Excerpts of labeled region data
▬▬▬▬▬▬
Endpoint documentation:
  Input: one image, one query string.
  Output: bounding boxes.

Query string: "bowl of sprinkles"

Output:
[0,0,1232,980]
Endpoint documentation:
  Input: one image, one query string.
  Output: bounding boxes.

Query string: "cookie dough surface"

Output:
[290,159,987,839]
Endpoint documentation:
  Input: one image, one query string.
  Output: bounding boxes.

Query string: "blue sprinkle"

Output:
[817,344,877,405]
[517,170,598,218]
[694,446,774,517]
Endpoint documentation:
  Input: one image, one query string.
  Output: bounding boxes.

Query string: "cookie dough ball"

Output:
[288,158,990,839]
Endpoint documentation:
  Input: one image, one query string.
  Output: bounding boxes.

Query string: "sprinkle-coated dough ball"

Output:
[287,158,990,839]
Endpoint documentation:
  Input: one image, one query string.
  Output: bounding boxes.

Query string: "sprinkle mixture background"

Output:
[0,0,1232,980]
▬▬▬▬▬▬
◆ SHORT EXERCISE ◆
Put each line of the material, from its first line up to and including the line with "[287,158,990,839]", into a JSON list of strings, one string per line. Leave out blank lines.

◆ TASK RESULT ◆
[
  "Endpoint documentation:",
  "  Input: one image, one query string.",
  "  Output: bounding boxes.",
  "Query string: \"bowl of sprinkles\"",
  "Output:",
  "[0,0,1232,980]",
  "Endpoint documentation:",
  "  Input: one image, one query string.",
  "  Output: bounding boxes.",
  "Query string: \"cookie dough surface\"",
  "Output:",
  "[290,159,987,839]",
  "Endpoint documentation:",
  "  Input: one image, one query string.",
  "  Output: bounding boxes.",
  "Query string: \"blue sprinkle\"",
  "Output:",
  "[817,344,877,405]",
  "[517,170,598,218]",
  "[694,446,774,517]",
  "Endpoint documentation:",
  "  Input: one image, one query string.",
  "  Output: bounding boxes.",
  "Query string: \"cookie dough ball\"",
  "Output:",
  "[288,158,990,839]",
  "Endpoint documentation:",
  "  Input: one image, one query string.",
  "  Output: bounding boxes.",
  "Query string: \"sprinkle-coated dough ball\"",
  "Output:",
  "[287,158,990,839]"
]